WORK INSTRUCTIONS
**A.** According to the Oklahoma City brownfields grant article, which city department applies for and administers the competitive grants?
**B.** Extend the Oklahoma City brownfields grant article with a few more sentences, picking up after its last line.
---------- DOCUMENT EXTRACT
Vice Mayor and Ward 3 Councilman Larry McAtee accepted the grant Wednesday on behalf of the City of Oklahoma City in a ceremony at City Hall with EPA Region 6 Acting Regional Administrator David Gray.
“Oklahoma City has used Brownfields Assessment Grants since 2006 in more than 100 public and private redevelopment projects,” said Councilman McAtee. “We look forward to focusing these funds on future redevelopments in the Core to Shore area.”
The latest grant brings the total EPA brownfields grant investment in Oklahoma City to more than $10 million. It has helped spark nearly $1 billion in public and private development, according to an EPA database.
Brownfields are under-used properties that can be redeveloped with proper assessment and cleanup of environmental contamination. The Planning Department applies for and administers the competitive grants for Oklahoma City’s Brownfields Program.
“It’s truly a remarkable milestone and speaks to the professionalism, capability and vision of the leaders and city staff in Oklahoma City,” said Gray.
--------------------
---------- RAW RECORDS
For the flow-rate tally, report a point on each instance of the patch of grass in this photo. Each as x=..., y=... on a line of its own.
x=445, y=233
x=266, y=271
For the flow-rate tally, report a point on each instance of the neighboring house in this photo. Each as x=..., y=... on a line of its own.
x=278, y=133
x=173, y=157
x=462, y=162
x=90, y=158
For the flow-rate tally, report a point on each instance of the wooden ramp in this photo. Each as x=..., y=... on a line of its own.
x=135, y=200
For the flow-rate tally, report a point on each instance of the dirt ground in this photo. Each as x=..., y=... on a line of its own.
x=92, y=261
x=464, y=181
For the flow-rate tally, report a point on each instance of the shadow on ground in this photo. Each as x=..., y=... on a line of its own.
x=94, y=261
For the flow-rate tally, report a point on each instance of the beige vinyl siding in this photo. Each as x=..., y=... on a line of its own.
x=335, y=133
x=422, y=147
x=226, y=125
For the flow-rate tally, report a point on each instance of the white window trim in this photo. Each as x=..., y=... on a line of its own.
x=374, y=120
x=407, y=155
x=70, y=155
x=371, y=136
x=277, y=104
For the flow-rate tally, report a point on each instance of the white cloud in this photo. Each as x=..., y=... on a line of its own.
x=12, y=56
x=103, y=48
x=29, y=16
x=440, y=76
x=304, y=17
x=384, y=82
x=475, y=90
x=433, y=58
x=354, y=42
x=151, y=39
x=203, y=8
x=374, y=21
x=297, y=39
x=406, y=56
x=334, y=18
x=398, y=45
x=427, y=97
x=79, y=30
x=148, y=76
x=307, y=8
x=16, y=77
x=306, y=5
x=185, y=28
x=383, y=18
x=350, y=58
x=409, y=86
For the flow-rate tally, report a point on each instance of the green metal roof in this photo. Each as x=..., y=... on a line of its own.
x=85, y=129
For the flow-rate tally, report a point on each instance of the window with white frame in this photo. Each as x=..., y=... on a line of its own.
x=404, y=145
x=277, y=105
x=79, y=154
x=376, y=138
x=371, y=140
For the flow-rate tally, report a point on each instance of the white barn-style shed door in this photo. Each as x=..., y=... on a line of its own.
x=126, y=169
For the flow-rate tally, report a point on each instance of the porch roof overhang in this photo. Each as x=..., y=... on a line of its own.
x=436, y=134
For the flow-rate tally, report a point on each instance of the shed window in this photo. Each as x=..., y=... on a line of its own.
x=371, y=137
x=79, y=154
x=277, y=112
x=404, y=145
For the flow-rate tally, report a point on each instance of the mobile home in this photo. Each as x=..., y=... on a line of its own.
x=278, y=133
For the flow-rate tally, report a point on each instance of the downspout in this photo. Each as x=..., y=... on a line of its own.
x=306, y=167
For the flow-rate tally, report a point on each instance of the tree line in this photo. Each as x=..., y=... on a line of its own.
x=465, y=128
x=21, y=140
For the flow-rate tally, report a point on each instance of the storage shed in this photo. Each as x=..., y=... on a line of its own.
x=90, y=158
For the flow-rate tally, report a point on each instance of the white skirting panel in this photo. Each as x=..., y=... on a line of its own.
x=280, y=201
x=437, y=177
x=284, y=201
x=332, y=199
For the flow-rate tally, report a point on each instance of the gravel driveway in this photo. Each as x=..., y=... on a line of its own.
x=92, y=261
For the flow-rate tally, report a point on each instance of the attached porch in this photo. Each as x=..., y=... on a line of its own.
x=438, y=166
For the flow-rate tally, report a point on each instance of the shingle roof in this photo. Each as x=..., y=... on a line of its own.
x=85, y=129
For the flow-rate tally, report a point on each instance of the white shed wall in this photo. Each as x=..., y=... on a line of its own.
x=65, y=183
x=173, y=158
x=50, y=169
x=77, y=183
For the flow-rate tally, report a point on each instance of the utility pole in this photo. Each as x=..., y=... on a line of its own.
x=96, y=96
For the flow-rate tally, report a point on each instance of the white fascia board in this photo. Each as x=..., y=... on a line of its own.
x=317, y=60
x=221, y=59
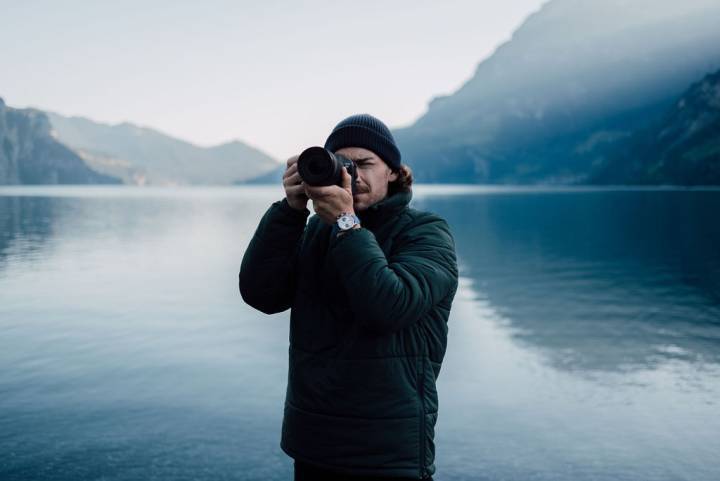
--------------------
ANSWERS BY TASK
**A.** The Planning Department.

**B.**
The money will be invested in the Core to Shore area between central Oklahoma City and the Oklahoma River. A third of it is for petroleum assessments, with the rest for other hazardous substances.
The grant is used for environmental assessments. The City also has a revolving loan fund that provides loans to support cleanup and prepares cleanup plans, oversees site cleanups, markets the loan fund and conducts community outreach.
Oklahoma City’s Brownfields Program, like those around the country, catalyzes the potential for private development that generates jobs and spurs economic growth. An EPA Brownfields Program study showed $12.4 million in EPA investment in 48 brownfields sites across the country produced up to $97 million in additional tax revenue for local governments thanks to new growth.